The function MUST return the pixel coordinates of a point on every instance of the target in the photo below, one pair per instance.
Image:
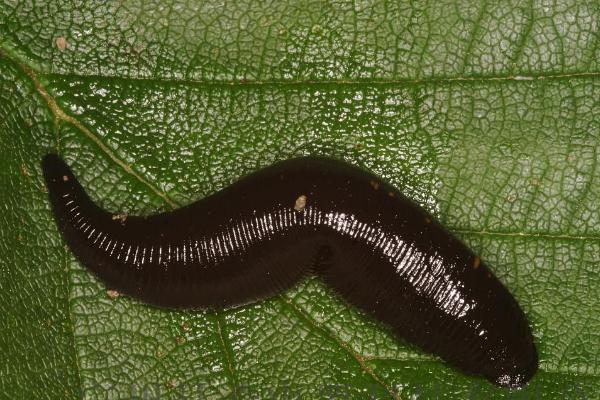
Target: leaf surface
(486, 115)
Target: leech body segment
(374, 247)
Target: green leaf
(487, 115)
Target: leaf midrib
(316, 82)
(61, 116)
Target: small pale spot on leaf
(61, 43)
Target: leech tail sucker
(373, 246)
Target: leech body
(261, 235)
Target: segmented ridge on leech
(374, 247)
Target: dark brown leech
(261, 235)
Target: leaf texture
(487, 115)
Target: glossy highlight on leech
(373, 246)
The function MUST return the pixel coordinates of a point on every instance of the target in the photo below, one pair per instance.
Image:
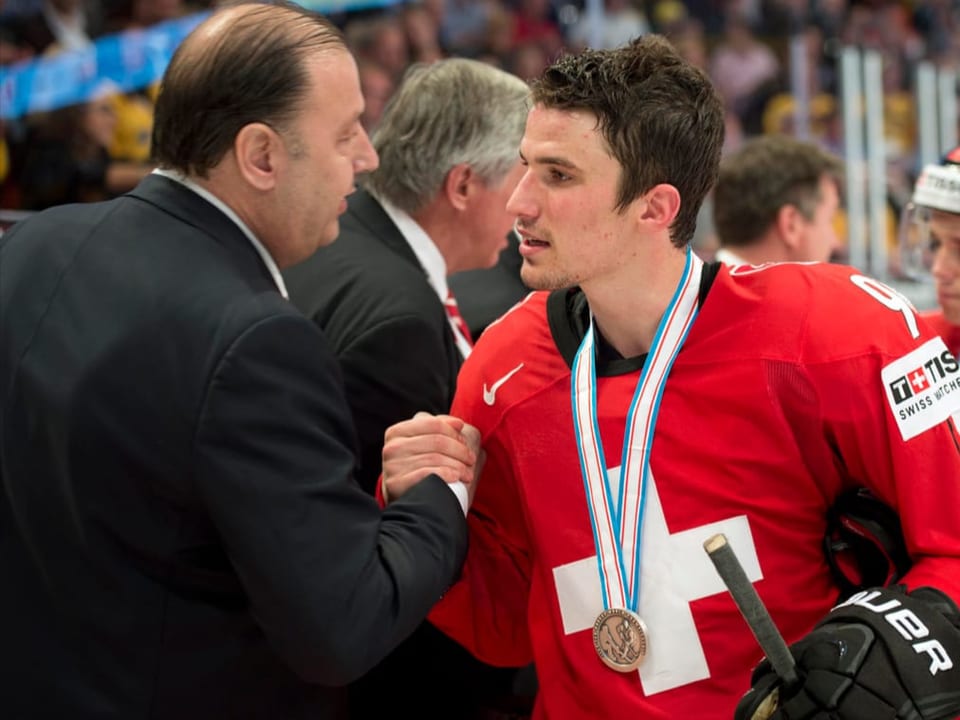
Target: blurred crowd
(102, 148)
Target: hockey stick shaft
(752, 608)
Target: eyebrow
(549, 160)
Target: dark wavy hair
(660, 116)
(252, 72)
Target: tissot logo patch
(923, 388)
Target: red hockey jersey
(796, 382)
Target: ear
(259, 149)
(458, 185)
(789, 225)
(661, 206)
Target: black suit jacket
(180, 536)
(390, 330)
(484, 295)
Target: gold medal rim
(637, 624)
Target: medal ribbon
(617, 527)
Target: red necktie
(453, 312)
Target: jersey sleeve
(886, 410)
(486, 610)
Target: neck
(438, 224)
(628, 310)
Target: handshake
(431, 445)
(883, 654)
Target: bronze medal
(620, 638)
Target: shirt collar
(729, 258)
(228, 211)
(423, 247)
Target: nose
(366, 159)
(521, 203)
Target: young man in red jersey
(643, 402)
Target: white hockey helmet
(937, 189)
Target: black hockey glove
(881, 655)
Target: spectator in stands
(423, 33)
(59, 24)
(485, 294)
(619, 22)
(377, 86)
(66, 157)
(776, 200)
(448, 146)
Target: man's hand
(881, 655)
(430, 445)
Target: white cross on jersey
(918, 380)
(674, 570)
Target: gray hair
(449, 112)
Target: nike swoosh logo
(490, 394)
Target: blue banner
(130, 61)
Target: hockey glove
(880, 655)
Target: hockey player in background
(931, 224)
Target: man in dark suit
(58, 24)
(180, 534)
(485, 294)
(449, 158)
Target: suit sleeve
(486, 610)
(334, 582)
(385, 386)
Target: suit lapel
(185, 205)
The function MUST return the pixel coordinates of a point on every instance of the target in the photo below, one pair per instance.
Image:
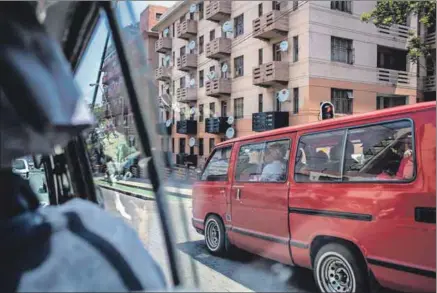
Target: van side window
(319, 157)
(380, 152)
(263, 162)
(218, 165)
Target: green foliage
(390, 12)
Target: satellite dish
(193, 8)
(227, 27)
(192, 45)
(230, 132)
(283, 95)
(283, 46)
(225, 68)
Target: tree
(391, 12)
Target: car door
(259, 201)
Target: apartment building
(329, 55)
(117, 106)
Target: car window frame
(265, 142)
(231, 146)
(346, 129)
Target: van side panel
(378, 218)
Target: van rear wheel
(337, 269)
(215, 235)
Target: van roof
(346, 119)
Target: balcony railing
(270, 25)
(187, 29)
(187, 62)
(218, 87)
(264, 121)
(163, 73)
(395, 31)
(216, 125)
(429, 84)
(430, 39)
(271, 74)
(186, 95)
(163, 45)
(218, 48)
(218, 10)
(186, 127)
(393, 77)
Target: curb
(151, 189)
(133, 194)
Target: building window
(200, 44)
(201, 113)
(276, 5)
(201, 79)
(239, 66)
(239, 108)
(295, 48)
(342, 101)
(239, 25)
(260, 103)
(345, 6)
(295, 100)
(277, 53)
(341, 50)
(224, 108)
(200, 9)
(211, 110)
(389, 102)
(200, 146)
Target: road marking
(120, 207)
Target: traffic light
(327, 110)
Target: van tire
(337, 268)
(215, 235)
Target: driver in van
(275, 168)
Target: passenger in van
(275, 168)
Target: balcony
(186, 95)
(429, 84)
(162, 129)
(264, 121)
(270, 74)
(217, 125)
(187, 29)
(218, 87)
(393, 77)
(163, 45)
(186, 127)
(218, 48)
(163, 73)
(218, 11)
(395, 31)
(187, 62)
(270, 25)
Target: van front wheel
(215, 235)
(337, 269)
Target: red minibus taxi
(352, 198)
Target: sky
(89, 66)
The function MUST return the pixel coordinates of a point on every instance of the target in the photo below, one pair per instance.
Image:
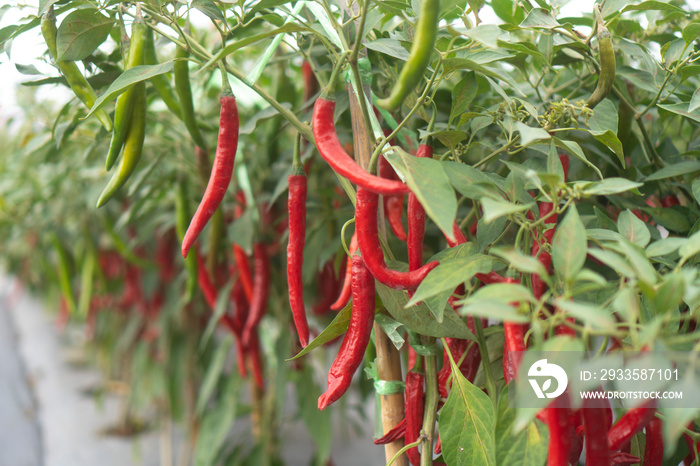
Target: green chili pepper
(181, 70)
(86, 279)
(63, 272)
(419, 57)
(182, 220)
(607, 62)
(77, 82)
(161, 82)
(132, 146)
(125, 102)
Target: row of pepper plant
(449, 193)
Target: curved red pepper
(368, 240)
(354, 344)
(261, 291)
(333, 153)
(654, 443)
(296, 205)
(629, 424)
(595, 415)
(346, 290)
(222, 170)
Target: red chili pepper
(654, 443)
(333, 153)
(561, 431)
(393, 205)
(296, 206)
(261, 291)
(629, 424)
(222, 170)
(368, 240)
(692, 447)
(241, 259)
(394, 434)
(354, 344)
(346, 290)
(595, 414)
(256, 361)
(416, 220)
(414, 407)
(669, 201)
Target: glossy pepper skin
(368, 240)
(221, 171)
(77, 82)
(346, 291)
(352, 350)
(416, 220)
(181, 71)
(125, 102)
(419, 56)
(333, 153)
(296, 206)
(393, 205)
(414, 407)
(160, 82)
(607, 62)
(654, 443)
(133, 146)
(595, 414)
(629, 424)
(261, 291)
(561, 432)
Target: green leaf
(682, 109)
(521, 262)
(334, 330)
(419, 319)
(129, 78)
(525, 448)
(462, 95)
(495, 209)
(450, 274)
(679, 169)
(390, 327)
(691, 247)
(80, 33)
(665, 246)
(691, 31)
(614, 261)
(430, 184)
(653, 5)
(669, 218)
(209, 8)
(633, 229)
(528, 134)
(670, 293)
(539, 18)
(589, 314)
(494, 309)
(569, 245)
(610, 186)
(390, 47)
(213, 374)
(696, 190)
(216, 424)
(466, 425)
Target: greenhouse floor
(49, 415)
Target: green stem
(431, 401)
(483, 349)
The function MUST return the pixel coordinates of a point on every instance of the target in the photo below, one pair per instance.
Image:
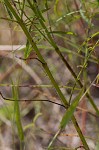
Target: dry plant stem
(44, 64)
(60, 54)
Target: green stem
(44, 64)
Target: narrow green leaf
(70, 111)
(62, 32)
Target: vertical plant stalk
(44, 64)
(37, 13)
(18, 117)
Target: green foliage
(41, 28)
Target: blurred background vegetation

--------------------------------------------------

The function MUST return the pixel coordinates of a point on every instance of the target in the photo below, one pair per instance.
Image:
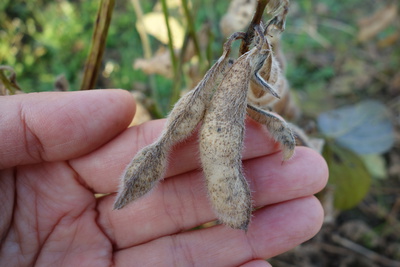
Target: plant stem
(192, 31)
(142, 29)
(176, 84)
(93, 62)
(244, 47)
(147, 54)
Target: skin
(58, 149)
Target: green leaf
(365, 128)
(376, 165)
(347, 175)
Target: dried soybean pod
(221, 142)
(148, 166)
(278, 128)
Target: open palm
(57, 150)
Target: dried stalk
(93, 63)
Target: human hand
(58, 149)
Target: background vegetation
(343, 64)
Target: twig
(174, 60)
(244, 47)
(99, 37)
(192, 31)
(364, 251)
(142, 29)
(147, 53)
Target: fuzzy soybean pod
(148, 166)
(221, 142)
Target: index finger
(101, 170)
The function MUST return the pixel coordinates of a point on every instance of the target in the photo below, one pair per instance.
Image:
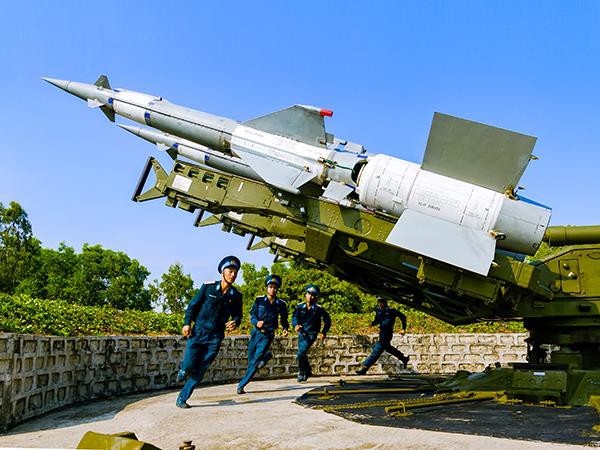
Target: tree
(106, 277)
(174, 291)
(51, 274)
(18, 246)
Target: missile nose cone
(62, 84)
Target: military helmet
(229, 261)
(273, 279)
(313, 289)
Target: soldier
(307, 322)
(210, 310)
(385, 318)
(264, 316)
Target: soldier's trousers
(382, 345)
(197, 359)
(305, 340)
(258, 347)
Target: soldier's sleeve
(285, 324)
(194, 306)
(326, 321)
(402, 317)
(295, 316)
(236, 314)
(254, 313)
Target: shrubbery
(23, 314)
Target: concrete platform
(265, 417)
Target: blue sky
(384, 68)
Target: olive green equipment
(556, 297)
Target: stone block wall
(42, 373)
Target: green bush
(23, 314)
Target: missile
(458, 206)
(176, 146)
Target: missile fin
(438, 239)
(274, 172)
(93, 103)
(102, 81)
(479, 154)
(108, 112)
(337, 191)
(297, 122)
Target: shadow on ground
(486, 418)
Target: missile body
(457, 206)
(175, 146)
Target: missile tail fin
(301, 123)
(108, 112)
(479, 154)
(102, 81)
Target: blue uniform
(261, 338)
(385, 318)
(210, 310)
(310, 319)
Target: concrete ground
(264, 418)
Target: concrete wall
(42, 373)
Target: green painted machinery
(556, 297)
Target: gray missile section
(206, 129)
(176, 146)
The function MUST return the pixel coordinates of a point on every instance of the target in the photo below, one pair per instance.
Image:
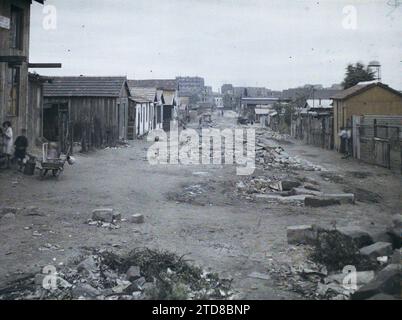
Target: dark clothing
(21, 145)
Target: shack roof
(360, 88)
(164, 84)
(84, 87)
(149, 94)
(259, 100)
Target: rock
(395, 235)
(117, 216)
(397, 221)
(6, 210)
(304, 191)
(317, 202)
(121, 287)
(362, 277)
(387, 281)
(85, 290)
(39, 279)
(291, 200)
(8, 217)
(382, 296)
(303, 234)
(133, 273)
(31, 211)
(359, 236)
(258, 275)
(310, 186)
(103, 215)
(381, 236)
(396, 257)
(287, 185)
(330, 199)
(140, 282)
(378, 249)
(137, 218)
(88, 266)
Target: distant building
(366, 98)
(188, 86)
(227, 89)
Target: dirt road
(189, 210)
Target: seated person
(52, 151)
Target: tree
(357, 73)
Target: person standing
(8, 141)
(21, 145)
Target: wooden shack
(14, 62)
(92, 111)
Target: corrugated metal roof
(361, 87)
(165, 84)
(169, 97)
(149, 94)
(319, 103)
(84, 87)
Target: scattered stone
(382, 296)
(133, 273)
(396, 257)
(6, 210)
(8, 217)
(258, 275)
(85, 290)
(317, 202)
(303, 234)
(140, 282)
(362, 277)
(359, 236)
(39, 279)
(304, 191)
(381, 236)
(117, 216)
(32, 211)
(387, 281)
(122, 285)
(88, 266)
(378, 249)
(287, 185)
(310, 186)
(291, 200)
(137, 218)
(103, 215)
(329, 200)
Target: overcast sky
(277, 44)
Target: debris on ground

--------------------------------------------------

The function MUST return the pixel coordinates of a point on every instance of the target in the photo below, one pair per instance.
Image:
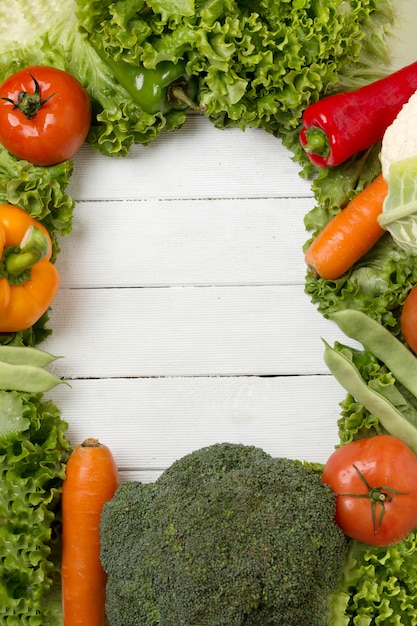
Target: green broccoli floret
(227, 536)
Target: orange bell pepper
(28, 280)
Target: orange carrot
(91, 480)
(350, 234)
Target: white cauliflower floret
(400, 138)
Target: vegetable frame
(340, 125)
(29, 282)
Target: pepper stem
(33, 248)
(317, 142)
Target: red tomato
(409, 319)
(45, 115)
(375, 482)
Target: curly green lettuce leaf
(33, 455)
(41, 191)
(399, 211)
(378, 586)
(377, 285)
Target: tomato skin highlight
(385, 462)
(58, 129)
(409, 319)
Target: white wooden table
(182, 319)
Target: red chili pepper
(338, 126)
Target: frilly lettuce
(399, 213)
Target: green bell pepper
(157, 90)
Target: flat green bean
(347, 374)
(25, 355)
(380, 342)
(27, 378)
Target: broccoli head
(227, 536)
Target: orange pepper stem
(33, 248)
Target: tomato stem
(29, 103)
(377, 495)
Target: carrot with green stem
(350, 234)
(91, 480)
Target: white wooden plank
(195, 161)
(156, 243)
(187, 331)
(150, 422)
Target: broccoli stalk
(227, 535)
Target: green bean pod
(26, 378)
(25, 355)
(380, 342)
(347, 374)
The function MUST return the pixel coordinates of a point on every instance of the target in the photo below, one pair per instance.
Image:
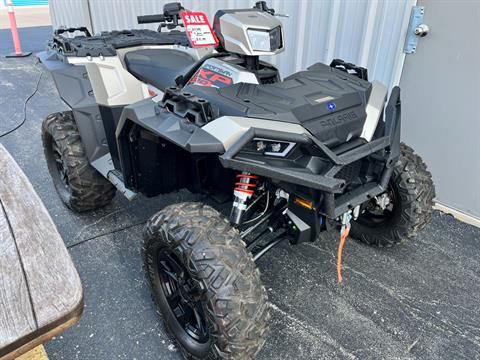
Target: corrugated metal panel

--------------------------------------------------

Task goal ▸ Scale part of the data above by writing out everything from the line that contains "Target: tomato stem" down to the line that contains "Target: corrugated metal panel", both ends and the requests included, with each coordinate in the answers multiplied by 0.75 and rounded to a whole number, halves up. Leave the pictures out of your answer.

Completed exercise ▸
Target: tomato stem
(22, 77)
(283, 371)
Target: carrot with green stem
(263, 176)
(68, 360)
Target: white wooden plank
(146, 121)
(117, 182)
(140, 248)
(113, 317)
Target: broccoli stalk
(170, 401)
Target: green bean pod
(20, 284)
(19, 266)
(285, 257)
(260, 281)
The function MUST return the pixel coordinates of a point on every instance of the target in the photo below, one pair per instance.
Image:
Target: corrugated metal panel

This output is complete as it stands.